#### Passage provided:
#####

Being physically active has numerous benefits. Now a study has looked closely at the effects of fitness in the midlife years for preventing debilitating chronic diseases later.
活动身体有许多益处 。如今有一项研究仔细观察了中年人健身对以后身体预防慢性疾病的影响 。
The ongoing study gathered fitness stats for more than 18,000 adults, and followed their health status into old age. Assessing 40 years of that data, the analysis finds that those who had higher fitness levels in their 30s, 40s and 50s were substantially less likely to have a chronic condition between the ages of 70 and 85. The findings are in the Archives of Internal Medicine.
这项研究还在进行中，期间共收集了超过一万八千名成人的健身资料并跟踪他们步入老龄期的健康状况 。评估分析了40年的数据后，研究人员发现那些在30至50岁期间经常锻炼的人，活到70—85岁时患上慢性疾病的几率大大减少 。这项研究发表在内科医学档案上 。
Physical fitness seemed to stave off heart disease and heart failure, which might not be a big surprise. But it also reduced rates of diabetes, kidney disease and even Alzheimer's disease.
健身似乎能抵御心脏病和心力衰竭，这早就不让人感到新奇 。然而健身还能降低糖尿病、肾脏疾病甚至是阿尔茨海默氏症的患病几率 。
Current recommendations suggest adults make time for at least 20 minutes of moderate to vigorous physical activity a day, such as fast walking, jogging, biking or swimming. Busy middle-aged people might find it especially hard to make time for such exercise. But a small investment looks like it could pay big health dividends for decades to come.
目前的建议是成年人至少每天腾出20分钟做中度或者剧烈运动，例如快走，慢跑，骑自行车或者游泳 。繁忙的中年人可能很难腾出时间来锻炼 。但看起来很小的投资会为你今后几十年的健康带来很多益处 。

#####

#### Exercise:
Answer from the passage on midlife fitness.
1. For how many adults did the study gather fitness stats?
2. Besides heart disease and heart failure, which conditions did physical fitness reduce rates of?
3. How much moderate to vigorous physical activity a day do current recommendations suggest for adults?

#### Given data:
#####

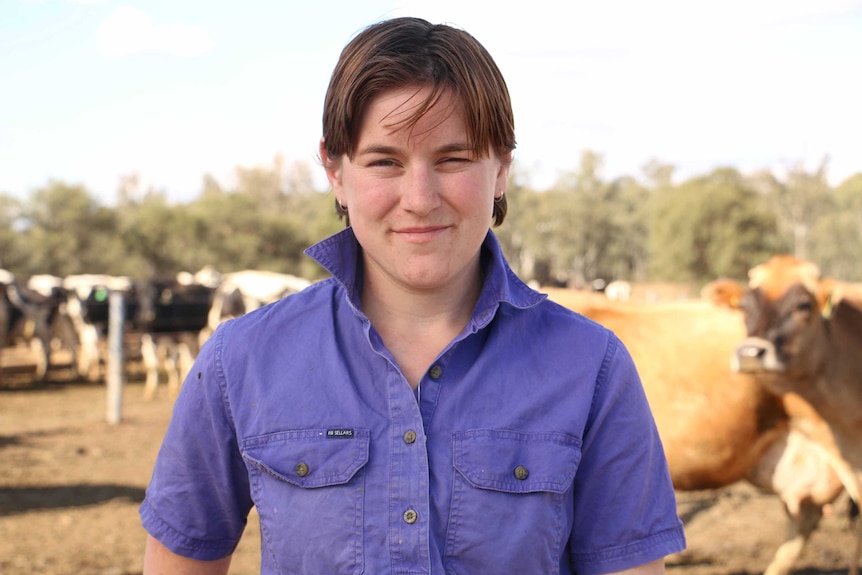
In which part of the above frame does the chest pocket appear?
[446,429,581,574]
[242,429,370,574]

#####

#### Response below:
1. More than 18,000 adults.
2. Diabetes, kidney disease and Alzheimer's disease.
3. At least 20 minutes a day.